---------- Artikel

Wir dürfen auf die Nahaufnahmen von Bennu gespannt sein.

 

Referenzen

 

 

 

 

Kommentare (12)

  1. #1 Mars
    7. November 2018

    was will man mit ein wenig staub.
    der ganze asteroid sieht aus, wie ein grosser diamant mit typischer Oktaederform … bei dem halt seit 100tsd jahren keiner mehr mit dem staubsauger dran war

    juhu, und wieder eine klasse beitrag-überschrift!

--------------------
---------- Vorliegende Angaben

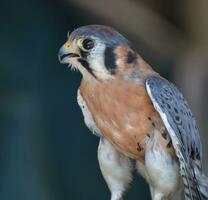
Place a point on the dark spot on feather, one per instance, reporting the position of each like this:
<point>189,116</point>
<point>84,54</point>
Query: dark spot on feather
<point>131,57</point>
<point>169,144</point>
<point>139,148</point>
<point>83,54</point>
<point>85,64</point>
<point>176,110</point>
<point>110,60</point>
<point>177,118</point>
<point>165,136</point>
<point>169,107</point>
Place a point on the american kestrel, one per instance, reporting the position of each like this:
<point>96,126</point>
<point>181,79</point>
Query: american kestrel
<point>137,114</point>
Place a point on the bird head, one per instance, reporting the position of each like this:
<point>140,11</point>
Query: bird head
<point>95,50</point>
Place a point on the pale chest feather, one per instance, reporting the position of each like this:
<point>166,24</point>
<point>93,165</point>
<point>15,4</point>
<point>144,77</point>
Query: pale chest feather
<point>88,118</point>
<point>123,113</point>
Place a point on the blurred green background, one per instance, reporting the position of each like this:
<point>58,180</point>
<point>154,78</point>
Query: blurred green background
<point>46,152</point>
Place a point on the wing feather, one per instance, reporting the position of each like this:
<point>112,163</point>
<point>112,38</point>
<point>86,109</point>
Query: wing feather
<point>181,125</point>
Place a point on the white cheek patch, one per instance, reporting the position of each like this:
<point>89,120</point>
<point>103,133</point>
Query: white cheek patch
<point>96,61</point>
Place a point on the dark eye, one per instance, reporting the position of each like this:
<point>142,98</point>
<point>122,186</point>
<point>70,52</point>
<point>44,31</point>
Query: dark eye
<point>88,44</point>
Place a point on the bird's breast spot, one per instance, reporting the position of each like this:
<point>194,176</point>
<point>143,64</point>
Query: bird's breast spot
<point>88,119</point>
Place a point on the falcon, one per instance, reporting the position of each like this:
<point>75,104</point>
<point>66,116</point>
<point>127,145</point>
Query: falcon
<point>142,120</point>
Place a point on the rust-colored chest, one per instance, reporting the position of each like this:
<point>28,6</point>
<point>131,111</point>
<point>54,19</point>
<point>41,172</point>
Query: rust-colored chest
<point>123,113</point>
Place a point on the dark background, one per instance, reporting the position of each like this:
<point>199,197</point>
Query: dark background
<point>46,152</point>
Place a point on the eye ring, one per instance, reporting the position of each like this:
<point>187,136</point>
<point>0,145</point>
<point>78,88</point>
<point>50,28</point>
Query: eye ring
<point>86,44</point>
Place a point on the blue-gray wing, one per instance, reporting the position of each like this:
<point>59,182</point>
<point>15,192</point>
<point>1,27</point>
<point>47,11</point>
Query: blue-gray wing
<point>181,126</point>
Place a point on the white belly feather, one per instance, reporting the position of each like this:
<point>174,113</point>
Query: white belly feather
<point>88,119</point>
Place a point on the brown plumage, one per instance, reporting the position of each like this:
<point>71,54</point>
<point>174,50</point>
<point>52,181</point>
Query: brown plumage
<point>122,109</point>
<point>137,114</point>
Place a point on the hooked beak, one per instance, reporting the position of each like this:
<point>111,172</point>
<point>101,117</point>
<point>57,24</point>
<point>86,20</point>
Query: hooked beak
<point>66,52</point>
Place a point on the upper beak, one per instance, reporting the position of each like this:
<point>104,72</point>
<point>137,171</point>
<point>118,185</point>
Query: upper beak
<point>66,52</point>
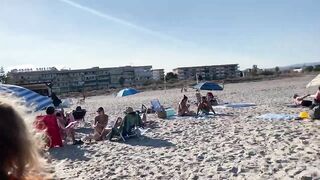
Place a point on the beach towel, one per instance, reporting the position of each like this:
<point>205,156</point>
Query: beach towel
<point>273,116</point>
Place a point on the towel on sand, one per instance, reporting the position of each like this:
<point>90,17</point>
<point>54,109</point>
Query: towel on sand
<point>273,116</point>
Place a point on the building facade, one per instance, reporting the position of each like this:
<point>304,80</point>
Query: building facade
<point>90,79</point>
<point>158,74</point>
<point>213,72</point>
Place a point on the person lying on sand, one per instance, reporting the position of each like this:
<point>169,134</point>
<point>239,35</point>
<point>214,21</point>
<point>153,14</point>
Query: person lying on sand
<point>183,109</point>
<point>301,100</point>
<point>205,107</point>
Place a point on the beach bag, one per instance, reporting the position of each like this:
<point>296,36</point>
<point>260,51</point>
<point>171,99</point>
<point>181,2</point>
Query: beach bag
<point>315,113</point>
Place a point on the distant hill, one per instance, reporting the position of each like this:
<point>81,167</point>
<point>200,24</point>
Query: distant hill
<point>298,65</point>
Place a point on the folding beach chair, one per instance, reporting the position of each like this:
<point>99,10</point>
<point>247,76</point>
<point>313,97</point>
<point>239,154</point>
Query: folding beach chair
<point>127,128</point>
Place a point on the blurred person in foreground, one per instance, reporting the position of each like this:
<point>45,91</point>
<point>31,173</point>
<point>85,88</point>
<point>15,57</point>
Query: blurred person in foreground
<point>19,146</point>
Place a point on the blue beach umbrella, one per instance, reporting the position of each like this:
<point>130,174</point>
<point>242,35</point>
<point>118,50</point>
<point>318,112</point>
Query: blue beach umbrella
<point>31,98</point>
<point>209,86</point>
<point>127,92</point>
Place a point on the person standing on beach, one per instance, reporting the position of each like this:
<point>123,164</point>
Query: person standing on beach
<point>100,123</point>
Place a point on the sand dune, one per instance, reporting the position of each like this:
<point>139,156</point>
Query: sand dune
<point>234,145</point>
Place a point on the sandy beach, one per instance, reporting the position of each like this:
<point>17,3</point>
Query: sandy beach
<point>232,145</point>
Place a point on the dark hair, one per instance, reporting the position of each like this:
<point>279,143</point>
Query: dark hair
<point>50,110</point>
<point>58,114</point>
<point>78,108</point>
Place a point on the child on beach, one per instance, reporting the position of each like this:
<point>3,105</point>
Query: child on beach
<point>205,107</point>
<point>183,109</point>
<point>301,100</point>
<point>100,124</point>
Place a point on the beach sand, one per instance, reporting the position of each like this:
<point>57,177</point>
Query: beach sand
<point>232,145</point>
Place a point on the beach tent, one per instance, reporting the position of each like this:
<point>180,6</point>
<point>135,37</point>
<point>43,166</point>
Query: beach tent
<point>31,98</point>
<point>314,82</point>
<point>127,92</point>
<point>209,86</point>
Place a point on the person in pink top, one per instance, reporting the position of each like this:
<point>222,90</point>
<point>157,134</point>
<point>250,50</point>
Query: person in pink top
<point>52,128</point>
<point>300,100</point>
<point>316,97</point>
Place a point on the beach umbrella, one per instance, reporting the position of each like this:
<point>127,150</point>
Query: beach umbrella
<point>31,98</point>
<point>209,86</point>
<point>127,92</point>
<point>314,82</point>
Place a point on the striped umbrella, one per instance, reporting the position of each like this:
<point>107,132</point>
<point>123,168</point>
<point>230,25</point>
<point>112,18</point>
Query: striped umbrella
<point>31,98</point>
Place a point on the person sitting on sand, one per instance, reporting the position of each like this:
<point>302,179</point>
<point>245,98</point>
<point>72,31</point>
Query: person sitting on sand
<point>51,124</point>
<point>205,107</point>
<point>100,123</point>
<point>211,99</point>
<point>55,100</point>
<point>20,149</point>
<point>66,125</point>
<point>183,109</point>
<point>301,100</point>
<point>198,96</point>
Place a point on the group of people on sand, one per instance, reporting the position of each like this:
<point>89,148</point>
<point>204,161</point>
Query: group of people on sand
<point>131,120</point>
<point>60,126</point>
<point>204,105</point>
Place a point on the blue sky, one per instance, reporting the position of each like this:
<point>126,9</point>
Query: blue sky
<point>163,33</point>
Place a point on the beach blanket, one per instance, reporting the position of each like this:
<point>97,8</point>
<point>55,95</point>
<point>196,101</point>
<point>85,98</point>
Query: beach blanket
<point>235,105</point>
<point>273,116</point>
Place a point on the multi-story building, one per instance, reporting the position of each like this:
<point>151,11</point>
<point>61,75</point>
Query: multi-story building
<point>158,74</point>
<point>207,72</point>
<point>90,79</point>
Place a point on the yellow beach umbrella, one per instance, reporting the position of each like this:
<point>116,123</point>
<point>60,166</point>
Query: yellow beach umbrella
<point>314,82</point>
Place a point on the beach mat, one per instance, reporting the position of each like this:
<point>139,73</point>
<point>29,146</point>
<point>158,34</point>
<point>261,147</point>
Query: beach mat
<point>274,116</point>
<point>235,105</point>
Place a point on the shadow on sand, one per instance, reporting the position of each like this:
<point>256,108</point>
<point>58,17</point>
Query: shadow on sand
<point>149,142</point>
<point>71,152</point>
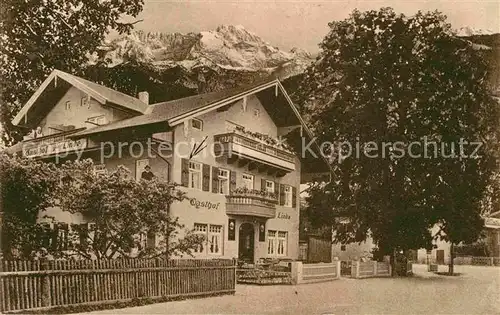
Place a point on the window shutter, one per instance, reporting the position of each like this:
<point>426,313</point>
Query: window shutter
<point>185,172</point>
<point>215,179</point>
<point>282,195</point>
<point>233,181</point>
<point>206,177</point>
<point>151,240</point>
<point>55,237</point>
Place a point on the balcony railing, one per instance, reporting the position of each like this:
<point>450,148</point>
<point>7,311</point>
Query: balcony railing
<point>251,204</point>
<point>243,146</point>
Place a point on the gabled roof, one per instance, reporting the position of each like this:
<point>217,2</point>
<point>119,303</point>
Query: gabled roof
<point>102,94</point>
<point>171,112</point>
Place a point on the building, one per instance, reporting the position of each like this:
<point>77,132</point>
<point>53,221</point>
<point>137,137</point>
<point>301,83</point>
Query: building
<point>441,253</point>
<point>223,147</point>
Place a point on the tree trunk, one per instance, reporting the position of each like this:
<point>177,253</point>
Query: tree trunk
<point>452,256</point>
<point>393,263</point>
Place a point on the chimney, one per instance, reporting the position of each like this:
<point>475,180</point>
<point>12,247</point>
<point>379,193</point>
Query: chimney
<point>144,97</point>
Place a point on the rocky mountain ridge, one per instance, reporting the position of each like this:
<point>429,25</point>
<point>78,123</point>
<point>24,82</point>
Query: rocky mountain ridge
<point>227,47</point>
<point>174,65</point>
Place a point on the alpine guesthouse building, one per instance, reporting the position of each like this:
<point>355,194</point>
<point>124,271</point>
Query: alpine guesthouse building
<point>225,153</point>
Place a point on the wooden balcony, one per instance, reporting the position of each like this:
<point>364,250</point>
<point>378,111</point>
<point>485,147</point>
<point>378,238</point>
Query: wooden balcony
<point>244,150</point>
<point>251,205</point>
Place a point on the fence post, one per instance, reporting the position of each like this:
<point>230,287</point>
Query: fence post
<point>45,283</point>
<point>355,269</point>
<point>296,268</point>
<point>337,267</point>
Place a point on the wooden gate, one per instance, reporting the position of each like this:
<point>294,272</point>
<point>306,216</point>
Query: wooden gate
<point>319,250</point>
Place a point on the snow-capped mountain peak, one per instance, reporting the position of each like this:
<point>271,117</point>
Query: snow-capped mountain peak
<point>228,46</point>
<point>471,31</point>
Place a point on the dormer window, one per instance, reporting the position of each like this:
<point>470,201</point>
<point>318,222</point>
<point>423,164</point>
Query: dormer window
<point>97,121</point>
<point>197,124</point>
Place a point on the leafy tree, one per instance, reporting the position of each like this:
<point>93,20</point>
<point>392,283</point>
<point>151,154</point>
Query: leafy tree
<point>384,80</point>
<point>37,36</point>
<point>27,187</point>
<point>120,210</point>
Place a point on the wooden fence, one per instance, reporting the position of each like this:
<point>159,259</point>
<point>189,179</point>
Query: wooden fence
<point>31,285</point>
<point>477,261</point>
<point>370,269</point>
<point>308,273</point>
<point>319,250</point>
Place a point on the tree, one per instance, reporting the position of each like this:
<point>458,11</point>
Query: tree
<point>37,36</point>
<point>381,83</point>
<point>27,188</point>
<point>121,210</point>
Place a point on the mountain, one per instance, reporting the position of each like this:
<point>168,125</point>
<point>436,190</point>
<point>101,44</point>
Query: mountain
<point>489,45</point>
<point>199,62</point>
<point>175,65</point>
<point>471,31</point>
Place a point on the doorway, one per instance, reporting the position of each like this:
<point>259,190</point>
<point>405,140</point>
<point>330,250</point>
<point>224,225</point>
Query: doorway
<point>440,257</point>
<point>246,241</point>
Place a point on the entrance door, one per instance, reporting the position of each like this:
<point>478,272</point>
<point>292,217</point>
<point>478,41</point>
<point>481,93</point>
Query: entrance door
<point>440,257</point>
<point>246,243</point>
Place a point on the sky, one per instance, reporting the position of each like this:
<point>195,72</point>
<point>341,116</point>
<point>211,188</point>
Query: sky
<point>303,24</point>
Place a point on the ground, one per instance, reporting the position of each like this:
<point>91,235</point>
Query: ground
<point>475,291</point>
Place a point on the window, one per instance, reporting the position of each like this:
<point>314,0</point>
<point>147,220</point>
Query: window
<point>277,243</point>
<point>140,166</point>
<point>288,196</point>
<point>271,240</point>
<point>231,126</point>
<point>195,175</point>
<point>99,169</point>
<point>197,124</point>
<point>213,235</point>
<point>215,240</point>
<point>223,182</point>
<point>202,230</point>
<point>282,246</point>
<point>269,186</point>
<point>98,120</point>
<point>248,181</point>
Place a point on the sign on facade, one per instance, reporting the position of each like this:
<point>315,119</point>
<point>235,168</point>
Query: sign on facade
<point>42,149</point>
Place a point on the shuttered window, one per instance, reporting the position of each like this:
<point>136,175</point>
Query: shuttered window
<point>195,176</point>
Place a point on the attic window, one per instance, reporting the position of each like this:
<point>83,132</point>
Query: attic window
<point>197,124</point>
<point>97,121</point>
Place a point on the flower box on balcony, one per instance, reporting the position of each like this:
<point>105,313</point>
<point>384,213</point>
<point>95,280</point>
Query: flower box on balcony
<point>255,194</point>
<point>250,202</point>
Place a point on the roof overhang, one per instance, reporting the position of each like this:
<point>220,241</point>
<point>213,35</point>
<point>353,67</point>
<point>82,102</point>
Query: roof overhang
<point>54,87</point>
<point>51,83</point>
<point>494,227</point>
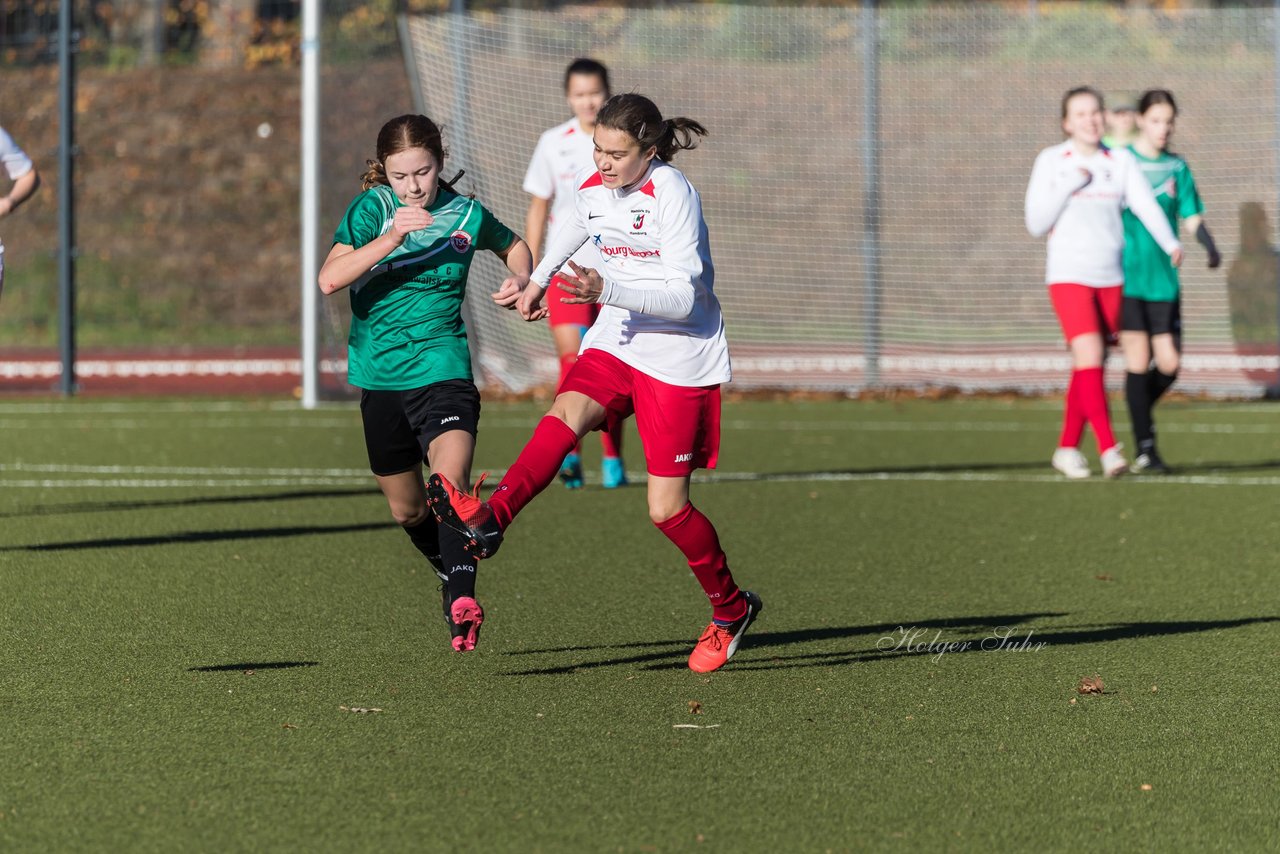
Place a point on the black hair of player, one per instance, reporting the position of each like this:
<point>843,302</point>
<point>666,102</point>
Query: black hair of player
<point>402,133</point>
<point>639,118</point>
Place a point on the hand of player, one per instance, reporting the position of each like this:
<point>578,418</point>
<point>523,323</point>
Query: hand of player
<point>510,292</point>
<point>408,220</point>
<point>585,287</point>
<point>530,304</point>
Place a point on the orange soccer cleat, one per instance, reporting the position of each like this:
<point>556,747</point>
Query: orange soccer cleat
<point>720,642</point>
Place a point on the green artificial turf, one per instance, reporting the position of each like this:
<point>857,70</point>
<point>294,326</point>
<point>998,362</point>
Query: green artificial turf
<point>193,592</point>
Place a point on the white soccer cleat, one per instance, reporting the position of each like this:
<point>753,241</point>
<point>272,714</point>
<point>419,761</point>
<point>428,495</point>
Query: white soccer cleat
<point>1114,462</point>
<point>1072,462</point>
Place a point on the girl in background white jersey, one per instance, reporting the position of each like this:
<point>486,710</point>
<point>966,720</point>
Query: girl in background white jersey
<point>562,153</point>
<point>657,350</point>
<point>1077,193</point>
<point>26,181</point>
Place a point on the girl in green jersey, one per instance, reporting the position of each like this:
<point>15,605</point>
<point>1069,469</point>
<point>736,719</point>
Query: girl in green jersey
<point>1151,313</point>
<point>403,251</point>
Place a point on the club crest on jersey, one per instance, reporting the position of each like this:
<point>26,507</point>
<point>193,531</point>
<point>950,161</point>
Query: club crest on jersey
<point>460,241</point>
<point>638,220</point>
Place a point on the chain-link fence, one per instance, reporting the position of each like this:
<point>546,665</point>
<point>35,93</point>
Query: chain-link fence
<point>187,177</point>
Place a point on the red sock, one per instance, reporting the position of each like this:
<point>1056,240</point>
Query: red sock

--------------------

Aufgabenstellung —
1. Gib die Einträge wortgetreu wieder, vom Anfang bis einschließlich der Zeile mit "<point>95,50</point>". Die Bilder lässt du dabei weg.
2. Setz den Artikel über den Asteroiden Bennu dort fort, wo er aufhört.
Der Artikel und die Einträge haben nichts miteinander zu tun.

Lösungen —
1.
Place a point on the dark spot on feather, one per instance, reporting the position of each like this:
<point>189,116</point>
<point>84,54</point>
Query: dark spot on feather
<point>131,57</point>
<point>169,144</point>
<point>139,148</point>
<point>83,54</point>
<point>85,64</point>
<point>176,110</point>
<point>110,60</point>
<point>177,118</point>
<point>165,136</point>
<point>169,107</point>
Place a point on the american kestrel, one per instance, reporting the position of each like this:
<point>96,126</point>
<point>181,79</point>
Query: american kestrel
<point>137,114</point>
Place a point on the bird head, one per instance, reporting the position of each like this:
<point>140,11</point>
Query: bird head
<point>95,50</point>

2.
  2. #2 Alderamin
    7. November 2018

    @Mars

    Ein bisschen baiting muss sein… 😉

    Einen Diamanten würde ich unter dem Geröll eher nicht erwarten, auch wenn Bennu sehr viel Kohlenstoff enthält. Er dürfte nie nennenswertem Druck ausgesetzt gewesen sein. Wie genau sich verhakte Staubteilchen zu großen, stabilen Asteroiden zusammen gefunden haben, ist noch sehr unklar, aber Kollisionen müssen sachte passiert sein, sonst hätte es die fluffigen Staubbälle leicht zerfetzt. Krater sind auch keine auf Bennu zu sehen.

    Wenn aber nun schon zwei mit dieser seltsamen Form in ihrer gemeinsamen Größenklasse gefunden wurden, scheint mir das kein bloßer Zufall zu sein.

  3. #3 Mars
    7. November 2018

    ja, wenn es mehr mir solchen formen gibt, dann wird es sicher interessant zu sehen, welche theorien sich aus eine würfel- / oktaederform heraus entwickeln
    oder sind es eben mehr die, die langsam anwachsen, und evt keine festen, mono-kerne besitzen.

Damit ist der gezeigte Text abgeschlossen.